*** SOURCE DOCUMENT
Houseplants are a big deal now. As the COVID-19 pandemic has altered how we engage with the world, plants have stepped in as companions in easing stress and boosting mental health. Moreover, plant corners of social media have bloomed into virtual global networks of plant collectors through shared hashtags, aesthetics, and even plant swaps. This botanic boom is far from novel. During the nineteenth century, horticulture and botany positively bloomed. A distinctly modern branch was indoor gardening (also called “window gardening” or “parlour gardening”), which focused on cultivating plants that could “live contentedly” alongside humans in “ordinary sitting rooms.”[i] Throughout his popular Window Gardening (1878), Henry T. Williams provides many illustrations of the forms these gardens could take, including a rather cozy one featuring plants nestled against towering bookshelves (Figure 1).
******
**BRIEF:** Please extract the part of the houseplant text above from "Houseplants are a" to "bookshelves (Figure 1).", copying it word for word.
*** RECORDS SUPPLIED
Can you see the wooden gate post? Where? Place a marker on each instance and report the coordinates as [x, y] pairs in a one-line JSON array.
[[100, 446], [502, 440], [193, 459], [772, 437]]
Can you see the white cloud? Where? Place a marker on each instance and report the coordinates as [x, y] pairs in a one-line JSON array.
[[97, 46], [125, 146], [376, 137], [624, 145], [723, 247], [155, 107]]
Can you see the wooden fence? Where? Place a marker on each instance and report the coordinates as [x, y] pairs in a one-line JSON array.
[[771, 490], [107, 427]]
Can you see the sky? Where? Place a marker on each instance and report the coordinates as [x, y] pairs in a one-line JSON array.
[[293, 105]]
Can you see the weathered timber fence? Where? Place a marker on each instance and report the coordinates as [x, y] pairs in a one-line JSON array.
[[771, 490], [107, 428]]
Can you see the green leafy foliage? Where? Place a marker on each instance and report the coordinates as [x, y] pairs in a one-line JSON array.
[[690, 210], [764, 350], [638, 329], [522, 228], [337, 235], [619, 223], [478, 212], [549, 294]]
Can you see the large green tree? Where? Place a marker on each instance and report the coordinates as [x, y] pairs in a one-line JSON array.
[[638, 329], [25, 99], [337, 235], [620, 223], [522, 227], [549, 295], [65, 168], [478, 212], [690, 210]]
******
**EXERCISE ANSWER:**
Houseplants are a big deal now. As the COVID-19 pandemic has altered how we engage with the world, plants have stepped in as companions in easing stress and boosting mental health. Moreover, plant corners of social media have bloomed into virtual global networks of plant collectors through shared hashtags, aesthetics, and even plant swaps. This botanic boom is far from novel. During the nineteenth century, horticulture and botany positively bloomed. A distinctly modern branch was indoor gardening (also called “window gardening” or “parlour gardening”), which focused on cultivating plants that could “live contentedly” alongside humans in “ordinary sitting rooms.”[i] Throughout his popular Window Gardening (1878), Henry T. Williams provides many illustrations of the forms these gardens could take, including a rather cozy one featuring plants nestled against towering bookshelves (Figure 1).